• [The exercise]:
Begin at the line that contains "Mark the rear side window with a point." and continue through the end of the material, reproducing those lines with "side window" substituted by "side pane" and everything else left unchanged.

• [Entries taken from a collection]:
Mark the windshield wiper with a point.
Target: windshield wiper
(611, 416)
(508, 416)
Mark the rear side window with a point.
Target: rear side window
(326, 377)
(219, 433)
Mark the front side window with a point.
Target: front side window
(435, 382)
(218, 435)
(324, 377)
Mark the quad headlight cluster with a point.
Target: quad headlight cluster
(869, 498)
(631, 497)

• [Task response]:
Mark the rear side pane with a point.
Target: rear side pane
(326, 377)
(219, 433)
Mark the front side pane with a point.
Target: front side pane
(435, 382)
(218, 435)
(324, 377)
Mark the quad headlight cluster with a point.
Target: quad headlight cluster
(869, 498)
(631, 497)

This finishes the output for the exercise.